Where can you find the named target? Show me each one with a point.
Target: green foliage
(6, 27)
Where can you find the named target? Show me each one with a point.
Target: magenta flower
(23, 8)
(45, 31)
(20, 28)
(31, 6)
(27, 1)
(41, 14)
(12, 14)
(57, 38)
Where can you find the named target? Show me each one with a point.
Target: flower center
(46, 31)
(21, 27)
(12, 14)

□ □ □ □ □ □ □

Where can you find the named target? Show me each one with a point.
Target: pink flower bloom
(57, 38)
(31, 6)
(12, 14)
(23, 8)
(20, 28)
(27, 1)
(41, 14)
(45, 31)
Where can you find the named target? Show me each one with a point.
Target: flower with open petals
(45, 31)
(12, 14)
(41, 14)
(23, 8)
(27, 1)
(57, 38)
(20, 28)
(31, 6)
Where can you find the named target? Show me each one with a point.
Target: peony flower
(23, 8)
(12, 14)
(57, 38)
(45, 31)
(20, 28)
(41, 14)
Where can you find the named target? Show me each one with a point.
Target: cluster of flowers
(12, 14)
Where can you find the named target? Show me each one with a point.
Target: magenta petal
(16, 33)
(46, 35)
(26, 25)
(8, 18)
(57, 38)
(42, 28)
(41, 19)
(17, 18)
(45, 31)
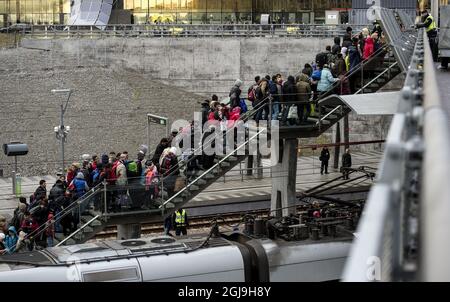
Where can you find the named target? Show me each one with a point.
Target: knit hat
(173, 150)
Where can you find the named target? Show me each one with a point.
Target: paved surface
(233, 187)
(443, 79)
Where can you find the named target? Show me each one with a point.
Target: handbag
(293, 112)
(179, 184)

□ □ □ □ □ □ □

(Written instruction):
Pick out every line of the data above that contains the word "magenta", and copy each one.

(Result):
Target: magenta flower
Target: magenta petal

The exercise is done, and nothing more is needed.